#### Stated exercise
Present every line of the material below as a Markdown table with the columns Row and Line, numbering each line and omitting any blank lines.

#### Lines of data

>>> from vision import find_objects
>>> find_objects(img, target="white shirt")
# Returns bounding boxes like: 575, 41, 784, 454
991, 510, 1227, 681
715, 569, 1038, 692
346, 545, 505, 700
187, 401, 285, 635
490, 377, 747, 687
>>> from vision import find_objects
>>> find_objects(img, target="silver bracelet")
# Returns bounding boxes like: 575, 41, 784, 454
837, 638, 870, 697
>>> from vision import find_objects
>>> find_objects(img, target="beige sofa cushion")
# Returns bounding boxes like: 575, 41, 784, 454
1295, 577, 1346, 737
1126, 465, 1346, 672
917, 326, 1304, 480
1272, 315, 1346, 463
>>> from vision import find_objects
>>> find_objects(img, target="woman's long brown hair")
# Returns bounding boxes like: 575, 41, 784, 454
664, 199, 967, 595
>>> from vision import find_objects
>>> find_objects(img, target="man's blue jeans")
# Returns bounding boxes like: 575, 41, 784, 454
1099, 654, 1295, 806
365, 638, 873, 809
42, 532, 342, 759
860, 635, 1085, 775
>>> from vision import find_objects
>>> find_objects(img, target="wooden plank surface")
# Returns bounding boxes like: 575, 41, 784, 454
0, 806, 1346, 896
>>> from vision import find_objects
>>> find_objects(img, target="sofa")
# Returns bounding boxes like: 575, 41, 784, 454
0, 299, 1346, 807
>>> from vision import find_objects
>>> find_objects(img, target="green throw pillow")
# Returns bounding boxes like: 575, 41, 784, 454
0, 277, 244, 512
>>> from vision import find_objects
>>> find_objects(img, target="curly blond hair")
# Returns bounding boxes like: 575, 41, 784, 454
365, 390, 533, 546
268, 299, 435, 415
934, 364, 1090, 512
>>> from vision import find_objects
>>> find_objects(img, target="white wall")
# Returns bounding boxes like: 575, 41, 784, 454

#### Problem solution
| Row | Line |
|---|---|
| 1 | >>> from vision import find_objects |
| 2 | >>> find_objects(img, target="white shirt") |
| 3 | # Returns bounding boxes like: 575, 41, 784, 454 |
| 4 | 991, 510, 1227, 681 |
| 5 | 715, 569, 1038, 692 |
| 6 | 346, 545, 505, 700 |
| 7 | 187, 401, 285, 635 |
| 8 | 490, 377, 747, 687 |
| 9 | >>> from vision import find_objects |
| 10 | >>> find_objects(img, target="silver bracelet") |
| 11 | # Returns bounding boxes like: 575, 41, 784, 454 |
| 12 | 837, 638, 870, 697 |
| 13 | >>> from vision import find_objects |
| 14 | >>> find_objects(img, target="beige sofa cushion") |
| 15 | # Returns bounding boxes like: 575, 41, 784, 454 |
| 16 | 1295, 577, 1346, 737 |
| 17 | 1126, 465, 1346, 672 |
| 18 | 917, 326, 1304, 480 |
| 19 | 1272, 315, 1346, 463 |
| 20 | >>> from vision import find_objects |
| 21 | >>> find_objects(img, target="woman's long brown hair") |
| 22 | # Returns bounding boxes like: 575, 41, 784, 454 |
| 23 | 664, 199, 967, 595 |
| 24 | >>> from vision import find_objects |
| 25 | >>> find_objects(img, target="man's blue jeans") |
| 26 | # Returns bounding boxes like: 575, 41, 784, 454 |
| 27 | 1099, 654, 1295, 806 |
| 28 | 365, 638, 873, 809 |
| 29 | 42, 532, 342, 759 |
| 30 | 860, 635, 1085, 775 |
| 31 | >>> from vision import find_objects |
| 32 | >>> find_objects(img, target="wooden plank surface") |
| 33 | # Returns bounding boxes like: 575, 41, 784, 454 |
| 34 | 0, 806, 1346, 896 |
| 35 | >>> from vision import find_objects |
| 36 | >>> find_objects(img, target="sofa") |
| 37 | # Returns bounding boxes like: 575, 41, 784, 454 |
| 38 | 0, 299, 1346, 807 |
| 39 | >>> from vision import find_objects |
| 40 | >>> find_objects(img, target="green throw pillow") |
| 41 | # Returns bounding boxes like: 575, 41, 784, 454 |
| 42 | 0, 277, 244, 512 |
| 43 | >>> from vision import find_objects |
| 44 | >>> find_objects(img, target="curly blond hair") |
| 45 | # Returns bounding boxes like: 575, 41, 784, 454 |
| 46 | 365, 390, 533, 546 |
| 47 | 268, 299, 435, 415 |
| 48 | 934, 364, 1090, 512 |
| 49 | >>> from vision import find_objects |
| 50 | >>> find_objects(img, target="white wall") |
| 51 | # Returns bounding boxes like: 575, 41, 784, 454 |